Exercise instructions.
1/ Reproduce the stretch of the passage on Istanbul's choirs from "The following are" through "out to join.".
2/ In the passage on Istanbul's choirs, which community founded the Istanbul European Choir?
3/ Write the next part of the passage on Istanbul's choirs, picking up after its final sentence.

Passage.
———

"I don't sing because I'm happy, I'm happy because I sing," William James was once quoted as Cervantes has said, "He who sings scares away his woes. Those who sing know that it can be a wonderful form of therapy and a very special experience to share with others. Joining one of Istanbul's many expert amateur choirs could be a wonderful way to meet people while expressing yourself artistically and warming your soul on cold winter nights. Don't fret should you not be musically inclined, checking out practices and performances of Istanbul's choir scene is also an enjoyable way to be a part of the city's polyphonic season.
The following are a list of some of Turkey's most active and international choirs to get you singing in the rain, as it were, this fall and winter season.
The Istanbul European Choir, which was founded by the city's German community in the 1960's, is by far Turkey's largest amateur independent choir with nearly 100 members from all nationalities, religions and professions. To join you must have basic singing skills, know how to read a few notes of music and harbor a love for polyphonic music. A very social community, the IEC also holds performances in churches and other unique venues every few months. Practice is on Tuesday evenings, plus one Saturday afternoon a month at the Deutsche Schule (German School) located in Tünel, Beyoğlu. Check out a rehearsal to see if it's a fit and then try out to join.

———

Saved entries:
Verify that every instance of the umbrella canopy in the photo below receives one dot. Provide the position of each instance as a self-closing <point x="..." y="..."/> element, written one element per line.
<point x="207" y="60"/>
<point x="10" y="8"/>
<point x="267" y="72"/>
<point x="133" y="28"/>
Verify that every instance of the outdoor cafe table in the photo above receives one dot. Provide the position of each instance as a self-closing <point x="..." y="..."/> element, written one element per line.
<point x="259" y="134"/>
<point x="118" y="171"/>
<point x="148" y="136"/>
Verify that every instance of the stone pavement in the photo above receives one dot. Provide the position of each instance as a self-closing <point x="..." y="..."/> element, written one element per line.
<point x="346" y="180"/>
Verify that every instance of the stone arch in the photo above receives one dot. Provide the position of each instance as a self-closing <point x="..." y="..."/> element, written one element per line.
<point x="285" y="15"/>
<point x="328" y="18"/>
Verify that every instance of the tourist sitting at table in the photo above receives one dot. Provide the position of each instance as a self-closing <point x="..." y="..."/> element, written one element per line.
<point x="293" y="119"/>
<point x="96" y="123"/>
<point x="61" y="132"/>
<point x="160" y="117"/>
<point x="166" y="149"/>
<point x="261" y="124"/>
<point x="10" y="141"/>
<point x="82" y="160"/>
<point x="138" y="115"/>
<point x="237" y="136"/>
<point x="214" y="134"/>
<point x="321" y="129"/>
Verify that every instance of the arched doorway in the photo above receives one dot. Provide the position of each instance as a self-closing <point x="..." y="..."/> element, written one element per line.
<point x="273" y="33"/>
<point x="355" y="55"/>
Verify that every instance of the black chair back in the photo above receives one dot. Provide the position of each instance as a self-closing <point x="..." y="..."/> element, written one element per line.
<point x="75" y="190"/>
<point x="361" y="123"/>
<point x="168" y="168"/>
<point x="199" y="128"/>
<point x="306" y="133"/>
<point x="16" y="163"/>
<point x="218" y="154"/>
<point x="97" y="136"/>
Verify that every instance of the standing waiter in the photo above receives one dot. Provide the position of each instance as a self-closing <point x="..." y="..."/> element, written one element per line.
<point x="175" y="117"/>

———

Answers provided.
1/
The following are a list of some of Turkey's most active and international choirs to get you singing in the rain, as it were, this fall and winter season.
The Istanbul European Choir, which was founded by the city's German community in the 1960's, is by far Turkey's largest amateur independent choir with nearly 100 members from all nationalities, religions and professions. To join you must have basic singing skills, know how to read a few notes of music and harbor a love for polyphonic music. A very social community, the IEC also holds performances in churches and other unique venues every few months. Practice is on Tuesday evenings, plus one Saturday afternoon a month at the Deutsche Schule (German School) located in Tünel, Beyoğlu. Check out a rehearsal to see if it's a fit and then try out to join.

2/ The city's German community founded it.

3/
The Boğaziçi Jazz Choir, by far Turkey's most prestigious a cappella choir, led by conductor Masis Aram Gözbek, has seen unprecedented success receiving countless awards in competitions abroad as well as with a video that went viral of a performance by the group on the Istanbul metro. A true class act, in October, they were one of 11 choirs extended a special invitation to attend the most prestigious choir festival in the world held in France, Polyfollia, and were Turkey's first and sole representative. They have approximately 60 members at present and a repertoire of contemporary music, jazz and folk music in a wide variety of languages including, but not limited to, Turkish, English, Latin, French, Chinese and German. Practices are held twice a week at the Yücel Kültür Vakfı in Sultanahmet. This choir is open to everyone who successfully makes it through auditions. There is also a youth choir for chorists born between the years 1996 and 1999.
Choral Istanbul, comprised of a few dozen choristers from various nationalities and religions that live in Istanbul, both practices and performs regularly, providing a great opportunity to take part in concerts held in many of Istanbul's majestic venues. Their polyphonic repertoire of popular, spiritual and folk songs are in a variety of languages, spanning from Turkish, English, Italian, Japanese, Macedonian, Greek, Armenian, Hebrew, Spanish, Swiss, and even Zulu. They practice once a week at the Üç Horan Armenian Church off of İstiklal Avenue and anyone with an ear for music who can sing in tune is welcome to join.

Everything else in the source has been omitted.